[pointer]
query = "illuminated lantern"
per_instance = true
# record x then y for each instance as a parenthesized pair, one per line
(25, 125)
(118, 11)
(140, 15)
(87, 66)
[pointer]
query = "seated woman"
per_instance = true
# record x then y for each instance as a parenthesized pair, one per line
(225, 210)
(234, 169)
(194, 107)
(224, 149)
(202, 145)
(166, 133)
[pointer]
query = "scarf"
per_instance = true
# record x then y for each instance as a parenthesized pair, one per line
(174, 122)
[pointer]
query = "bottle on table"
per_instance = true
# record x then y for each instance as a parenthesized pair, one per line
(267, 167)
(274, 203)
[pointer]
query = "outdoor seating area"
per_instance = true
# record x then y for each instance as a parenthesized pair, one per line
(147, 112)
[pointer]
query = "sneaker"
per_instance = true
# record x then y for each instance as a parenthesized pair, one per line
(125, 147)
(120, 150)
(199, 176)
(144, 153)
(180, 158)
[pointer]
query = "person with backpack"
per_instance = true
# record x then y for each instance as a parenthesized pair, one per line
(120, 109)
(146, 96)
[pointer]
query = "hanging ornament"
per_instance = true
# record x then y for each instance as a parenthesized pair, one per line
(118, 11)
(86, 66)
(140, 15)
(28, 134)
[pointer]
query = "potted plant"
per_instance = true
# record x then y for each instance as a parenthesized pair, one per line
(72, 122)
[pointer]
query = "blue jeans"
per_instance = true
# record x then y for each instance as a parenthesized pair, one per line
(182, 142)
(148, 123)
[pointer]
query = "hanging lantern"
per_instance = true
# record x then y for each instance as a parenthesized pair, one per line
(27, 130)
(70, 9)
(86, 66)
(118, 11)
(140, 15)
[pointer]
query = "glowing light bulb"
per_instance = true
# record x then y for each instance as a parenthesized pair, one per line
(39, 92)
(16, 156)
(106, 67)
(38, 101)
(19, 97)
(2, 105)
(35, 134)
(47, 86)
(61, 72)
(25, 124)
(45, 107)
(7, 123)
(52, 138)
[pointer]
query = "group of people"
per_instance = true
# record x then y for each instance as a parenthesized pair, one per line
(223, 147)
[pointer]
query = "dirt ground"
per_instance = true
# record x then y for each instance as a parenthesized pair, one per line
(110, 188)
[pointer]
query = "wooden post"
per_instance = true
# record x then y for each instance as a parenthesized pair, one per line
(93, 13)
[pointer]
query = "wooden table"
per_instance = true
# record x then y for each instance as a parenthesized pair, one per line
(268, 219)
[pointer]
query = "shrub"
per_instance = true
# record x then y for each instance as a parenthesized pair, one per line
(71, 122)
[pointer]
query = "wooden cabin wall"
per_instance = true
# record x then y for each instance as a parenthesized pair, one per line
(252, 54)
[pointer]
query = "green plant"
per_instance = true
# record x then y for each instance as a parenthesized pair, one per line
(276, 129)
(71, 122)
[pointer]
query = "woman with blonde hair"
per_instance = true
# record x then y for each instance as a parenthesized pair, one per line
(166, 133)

▶ _Required work_
Copy out all of the records shown above exactly.

▶ _In response_
[pointer]
query = "illuminated lantern"
per_instance = true
# record x then y for each instance as a parenthesized pair, one per line
(25, 125)
(118, 11)
(140, 15)
(87, 66)
[pointer]
query = "seated woman"
per_instance = true
# record x then y for each instance as a parenthesized pair, one per line
(225, 210)
(234, 169)
(194, 107)
(224, 149)
(202, 145)
(166, 133)
[pointer]
query = "scarf"
per_instance = true
# record x then y for each instance as a parenthesized pair, one per line
(174, 122)
[pointer]
query = "bottle on table"
per_instance = true
# record x then y for each instance as a parenthesized pair, one per line
(267, 167)
(274, 203)
[pointer]
query = "outdoor seating area"
per_instance = true
# record x then y for each instance as a parenthesized pair, one per line
(147, 112)
[pointer]
query = "sneaker"
per_instance = true
# record x then y for each instance as a parenthesized pair, one per line
(125, 147)
(120, 150)
(199, 176)
(144, 153)
(180, 158)
[pointer]
query = "person with backpack"
per_instance = true
# record x then y for each instance as a parenthesized pair, one per line
(120, 109)
(146, 96)
[pointer]
query = "hanging ornament"
per_instance = true
# record x then y for each instance as a parenthesized pair, one per line
(118, 11)
(86, 66)
(140, 15)
(28, 134)
[pointer]
query = "potted plant"
per_instance = true
# record x then y for each instance as a parenthesized pair, one per line
(72, 122)
[pointer]
query = "blue jeans"
per_instance = true
# record x then y for each instance as a parenthesized pair, one per line
(182, 142)
(148, 123)
[pointer]
query = "hanging lantern"
per_instance = true
# record x then y for each instance as a parenthesized pair, one per line
(27, 130)
(70, 9)
(86, 66)
(118, 11)
(140, 15)
[pointer]
query = "glowing light bulb"
per_instance = true
# record x then y for each instance as a parenthesized pair, one per line
(39, 92)
(16, 156)
(106, 67)
(38, 101)
(19, 97)
(2, 105)
(35, 134)
(47, 86)
(61, 72)
(25, 124)
(45, 107)
(7, 123)
(52, 138)
[pointer]
query = "group of people"
per_instance = true
# record x then y for each instance as a parenthesized pair, one per line
(223, 147)
[pointer]
query = "dirt ground"
per_instance = true
# record x then y for each instance as a parenthesized pair, one per line
(110, 188)
[pointer]
query = "wooden post"
per_instance = true
# record x then y for each instance as a parenthesized pair, one per line
(93, 13)
[pointer]
query = "wooden table"
per_instance = true
# record x then y for each instance as a parenthesized pair, one per line
(268, 219)
[pointer]
query = "shrub"
per_instance = true
# record x then y for each instance as a parenthesized pair, one per line
(71, 122)
[pointer]
query = "wooden cabin wall"
per_instance = true
# record x then y for each instance as a parenthesized pair, one per line
(252, 54)
[pointer]
query = "green plant"
per_instance = true
# record x then y for each instance as a parenthesized pair, one per line
(276, 129)
(71, 122)
[pointer]
query = "woman with blonde hair"
per_instance = true
# record x then y for each instance as a parenthesized pair, one per line
(166, 133)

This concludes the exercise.